Chupp is quick to note that he doesn’t do any of this alone. Key to the program’s success are Carol Rabuck and Monika Wood. The lab supports the SMP lectures by helping create and execute demonstrations that help audiences grasp what’s being taught.
“Some people don’t have a topic that lends itself naturally to a demonstration, but I try my hardest to find something that fits,” says Wood, who manages the Physics Lecture Demonstration Laboratory. “Like imagining that the fabric of space-time is a sheet of fabric. It’s not exact, but it’s an analogy that lets you say, ‘Oh, I can kind of see how that works.’”
Rabuck is the administrator for Saturday Morning Physics and a marketing communications specialist for the Department of Physics, and the behind-the-scenes maverick, coordinating countless SMP details.
Wood, Rabuck, Chupp, and many others go above and beyond to make SMP a success. For example, Wood’s lab is geared primarily toward supporting U-M classes and, last year, Wood and her two colleagues did 2,567 demos for 30 classes, not including SMP.
Wood also helped launch the virtual SMP physics programs during the COVID-19 pandemic. “When COVID hit, we didn’t want SMP to be a casualty,” she says. “The transition to live webcasts made sense because the world is moving in that direction. We want to evolve with our audience.”
Several videos have been viral successes: “The Many Worlds of Quantum Mechanics” with physicist Sean Carroll, professor at Johns Hopkins University and host of the Mindscape podcast, has more than 131,000 views; “The Physics of Complex Systems,” with Mark Newman, the Anatol Rapoport Distinguished University Professor of Physics in LSA, has 18,000 views; “The Truth about Entropy” with Sharon Glotzer from U-M’s Department of Chemical Engineering has 4,100 views.

■ ■ ■ ■ ■

• _What you will do_: In the Saturday Morning Physics text, how many demos did Wood and her two colleagues do last year, not counting SMP?

• _Dataset extract_:
■ ■ ■ ■ ■

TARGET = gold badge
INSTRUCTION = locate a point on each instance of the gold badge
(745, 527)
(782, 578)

■ ■ ■ ■ ■

• _Answer to the exercise_: 2,567 demos, for 30 classes.